* begin *

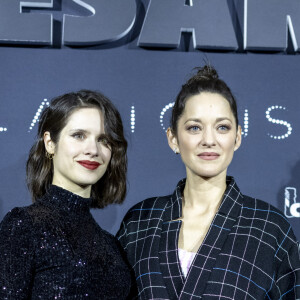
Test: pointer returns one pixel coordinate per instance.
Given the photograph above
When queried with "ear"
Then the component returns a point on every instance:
(238, 139)
(49, 144)
(172, 141)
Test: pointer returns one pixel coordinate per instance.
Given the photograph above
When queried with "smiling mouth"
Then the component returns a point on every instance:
(91, 165)
(209, 155)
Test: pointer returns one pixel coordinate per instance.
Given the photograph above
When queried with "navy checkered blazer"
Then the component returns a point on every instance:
(249, 252)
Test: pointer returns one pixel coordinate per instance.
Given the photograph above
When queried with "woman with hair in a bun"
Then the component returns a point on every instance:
(54, 249)
(207, 240)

* end *

■ EXERCISE TASK: Rescale every row above, requests included, by multiplying each x and y coordinate in the answer points by 2.3 and rounding to whole numbers, with halves rounded up. Leave the pictures out.

■ EXERCISE RESPONSE:
Test: pointer returns one pixel coordinate per instance.
Given the photograph above
When queried with "ear"
Then the component returns a point on every instance:
(547, 320)
(113, 331)
(396, 324)
Test: pointer returns one pixel coordinate per instance.
Given the photograph above
When queried with "smiling mouth"
Then the component returns a point on every instance:
(209, 380)
(481, 357)
Test: pointer returns one pixel coordinate per instance.
Given the photograph above
When queried with "navy checkered blazer"
Then the component returns a point on every instance:
(573, 580)
Test: pointer returns one pixel coordinate per instance.
Given the photograph above
When queried with "woman with hair in a bun"
Then the component returns a point on every instance:
(124, 573)
(476, 552)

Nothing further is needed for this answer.